● **What is needed**
Pull out each line of the data below that contains the word "foliage", treating uppercase and lowercase as different.

● **Input for this task**

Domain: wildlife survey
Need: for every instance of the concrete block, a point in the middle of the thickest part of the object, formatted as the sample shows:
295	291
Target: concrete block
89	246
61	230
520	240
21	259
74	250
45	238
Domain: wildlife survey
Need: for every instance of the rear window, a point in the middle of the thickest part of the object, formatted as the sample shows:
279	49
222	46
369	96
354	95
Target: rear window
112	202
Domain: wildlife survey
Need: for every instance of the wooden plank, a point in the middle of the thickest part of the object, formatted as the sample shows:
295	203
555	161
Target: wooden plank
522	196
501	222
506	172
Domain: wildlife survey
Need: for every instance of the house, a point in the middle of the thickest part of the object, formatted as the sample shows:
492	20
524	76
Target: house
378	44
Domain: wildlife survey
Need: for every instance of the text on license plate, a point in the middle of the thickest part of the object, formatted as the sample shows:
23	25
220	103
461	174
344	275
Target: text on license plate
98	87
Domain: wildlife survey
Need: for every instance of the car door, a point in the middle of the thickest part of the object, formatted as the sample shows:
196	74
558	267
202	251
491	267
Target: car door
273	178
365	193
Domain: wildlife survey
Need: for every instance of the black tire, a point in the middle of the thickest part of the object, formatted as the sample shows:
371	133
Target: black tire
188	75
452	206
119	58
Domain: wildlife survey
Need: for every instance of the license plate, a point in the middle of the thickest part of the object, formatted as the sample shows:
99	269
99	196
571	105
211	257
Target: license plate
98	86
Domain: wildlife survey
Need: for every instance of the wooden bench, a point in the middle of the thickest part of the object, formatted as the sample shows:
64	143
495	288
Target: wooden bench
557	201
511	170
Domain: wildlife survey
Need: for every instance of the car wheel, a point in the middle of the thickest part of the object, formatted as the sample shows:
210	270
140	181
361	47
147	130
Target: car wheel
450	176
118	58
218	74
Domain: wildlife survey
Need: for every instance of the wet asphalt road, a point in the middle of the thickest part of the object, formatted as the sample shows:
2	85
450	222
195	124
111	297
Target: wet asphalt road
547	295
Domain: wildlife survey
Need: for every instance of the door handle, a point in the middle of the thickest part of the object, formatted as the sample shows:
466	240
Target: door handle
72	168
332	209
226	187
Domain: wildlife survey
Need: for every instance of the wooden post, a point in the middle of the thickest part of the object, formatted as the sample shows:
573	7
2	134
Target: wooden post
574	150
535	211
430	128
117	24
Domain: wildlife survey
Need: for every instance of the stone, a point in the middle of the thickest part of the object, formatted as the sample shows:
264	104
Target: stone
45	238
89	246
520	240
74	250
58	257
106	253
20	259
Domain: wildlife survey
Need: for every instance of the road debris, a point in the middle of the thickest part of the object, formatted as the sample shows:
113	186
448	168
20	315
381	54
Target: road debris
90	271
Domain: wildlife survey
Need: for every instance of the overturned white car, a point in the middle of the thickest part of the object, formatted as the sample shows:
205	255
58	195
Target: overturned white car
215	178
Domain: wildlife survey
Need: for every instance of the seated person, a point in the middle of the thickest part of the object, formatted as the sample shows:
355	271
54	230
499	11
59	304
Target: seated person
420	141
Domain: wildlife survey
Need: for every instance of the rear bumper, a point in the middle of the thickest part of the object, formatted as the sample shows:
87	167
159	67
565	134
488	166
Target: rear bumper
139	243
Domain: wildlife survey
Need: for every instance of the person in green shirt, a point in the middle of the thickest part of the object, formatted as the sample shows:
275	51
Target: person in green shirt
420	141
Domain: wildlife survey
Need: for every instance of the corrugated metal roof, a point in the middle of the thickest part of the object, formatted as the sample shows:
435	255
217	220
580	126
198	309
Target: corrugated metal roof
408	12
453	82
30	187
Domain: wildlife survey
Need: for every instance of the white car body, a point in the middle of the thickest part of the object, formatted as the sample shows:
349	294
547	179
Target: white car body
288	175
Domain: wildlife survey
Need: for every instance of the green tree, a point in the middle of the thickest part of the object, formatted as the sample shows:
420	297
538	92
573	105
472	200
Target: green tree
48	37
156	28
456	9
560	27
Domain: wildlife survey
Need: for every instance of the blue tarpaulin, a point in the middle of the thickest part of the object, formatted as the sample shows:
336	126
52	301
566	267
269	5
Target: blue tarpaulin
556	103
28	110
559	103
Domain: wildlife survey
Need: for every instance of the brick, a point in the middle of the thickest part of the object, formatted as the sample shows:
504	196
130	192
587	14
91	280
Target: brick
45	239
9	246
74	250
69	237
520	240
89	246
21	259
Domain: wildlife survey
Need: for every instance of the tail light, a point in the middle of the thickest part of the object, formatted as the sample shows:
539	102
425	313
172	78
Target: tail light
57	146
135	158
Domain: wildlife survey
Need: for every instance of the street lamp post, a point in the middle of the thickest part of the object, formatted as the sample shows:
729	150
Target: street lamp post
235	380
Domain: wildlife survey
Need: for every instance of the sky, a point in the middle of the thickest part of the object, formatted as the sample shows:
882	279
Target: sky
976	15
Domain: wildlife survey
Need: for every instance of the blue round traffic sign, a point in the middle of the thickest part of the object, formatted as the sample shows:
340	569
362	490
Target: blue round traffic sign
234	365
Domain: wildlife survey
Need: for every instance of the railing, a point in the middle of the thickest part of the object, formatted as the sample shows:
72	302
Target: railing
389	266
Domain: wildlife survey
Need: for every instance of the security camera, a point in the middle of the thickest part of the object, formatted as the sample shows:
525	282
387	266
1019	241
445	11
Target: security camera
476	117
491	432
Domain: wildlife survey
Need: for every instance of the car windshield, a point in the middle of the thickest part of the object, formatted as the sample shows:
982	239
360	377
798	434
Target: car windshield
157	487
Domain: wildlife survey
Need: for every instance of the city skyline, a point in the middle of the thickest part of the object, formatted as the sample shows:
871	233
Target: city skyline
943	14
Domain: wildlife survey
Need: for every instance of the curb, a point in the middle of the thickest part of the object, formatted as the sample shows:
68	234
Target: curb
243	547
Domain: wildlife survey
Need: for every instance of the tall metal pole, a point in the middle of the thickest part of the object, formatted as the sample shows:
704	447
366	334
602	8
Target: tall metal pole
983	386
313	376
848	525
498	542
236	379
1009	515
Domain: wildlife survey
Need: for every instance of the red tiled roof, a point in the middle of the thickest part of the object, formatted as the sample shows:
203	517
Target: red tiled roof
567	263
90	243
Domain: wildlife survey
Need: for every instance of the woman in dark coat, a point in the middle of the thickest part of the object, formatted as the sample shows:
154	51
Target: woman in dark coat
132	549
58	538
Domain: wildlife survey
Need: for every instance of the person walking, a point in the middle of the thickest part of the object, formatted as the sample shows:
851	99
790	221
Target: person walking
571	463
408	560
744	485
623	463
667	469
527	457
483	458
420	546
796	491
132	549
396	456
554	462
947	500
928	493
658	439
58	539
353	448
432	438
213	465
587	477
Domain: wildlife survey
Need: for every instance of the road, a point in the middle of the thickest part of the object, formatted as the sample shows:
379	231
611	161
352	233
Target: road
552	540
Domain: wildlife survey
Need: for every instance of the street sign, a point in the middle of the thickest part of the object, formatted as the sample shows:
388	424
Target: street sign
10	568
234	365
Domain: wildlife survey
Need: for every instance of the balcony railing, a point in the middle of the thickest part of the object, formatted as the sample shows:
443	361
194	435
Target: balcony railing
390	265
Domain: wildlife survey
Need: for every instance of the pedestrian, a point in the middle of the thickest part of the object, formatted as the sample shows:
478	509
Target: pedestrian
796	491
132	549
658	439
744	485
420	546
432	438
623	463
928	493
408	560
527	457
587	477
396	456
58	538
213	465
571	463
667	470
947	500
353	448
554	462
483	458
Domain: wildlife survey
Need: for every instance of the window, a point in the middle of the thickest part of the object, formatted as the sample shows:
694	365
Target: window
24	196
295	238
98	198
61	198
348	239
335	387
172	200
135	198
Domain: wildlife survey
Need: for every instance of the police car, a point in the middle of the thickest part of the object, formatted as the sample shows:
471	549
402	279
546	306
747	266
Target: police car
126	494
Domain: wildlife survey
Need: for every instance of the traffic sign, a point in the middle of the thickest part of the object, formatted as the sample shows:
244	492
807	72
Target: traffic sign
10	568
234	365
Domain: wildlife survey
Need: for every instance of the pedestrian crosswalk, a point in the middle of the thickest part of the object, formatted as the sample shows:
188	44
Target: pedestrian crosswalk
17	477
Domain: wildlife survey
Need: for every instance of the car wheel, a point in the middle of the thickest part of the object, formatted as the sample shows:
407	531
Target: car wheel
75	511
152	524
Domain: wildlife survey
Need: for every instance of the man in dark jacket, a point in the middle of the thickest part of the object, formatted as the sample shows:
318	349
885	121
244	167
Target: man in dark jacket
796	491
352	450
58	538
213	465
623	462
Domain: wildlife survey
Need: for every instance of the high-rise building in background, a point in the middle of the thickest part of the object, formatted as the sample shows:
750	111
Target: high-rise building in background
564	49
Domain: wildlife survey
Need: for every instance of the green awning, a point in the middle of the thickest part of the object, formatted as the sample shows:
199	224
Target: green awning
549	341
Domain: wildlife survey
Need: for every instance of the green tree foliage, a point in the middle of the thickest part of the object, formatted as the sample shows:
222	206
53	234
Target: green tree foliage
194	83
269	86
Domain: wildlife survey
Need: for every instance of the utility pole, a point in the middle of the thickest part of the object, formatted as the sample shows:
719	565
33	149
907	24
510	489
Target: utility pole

● **Completed exercise**
Need: for every instance of the green tree foliage, a point in the middle of the thickest part of the object, formatted as the sample shows:
Target: green tree foliage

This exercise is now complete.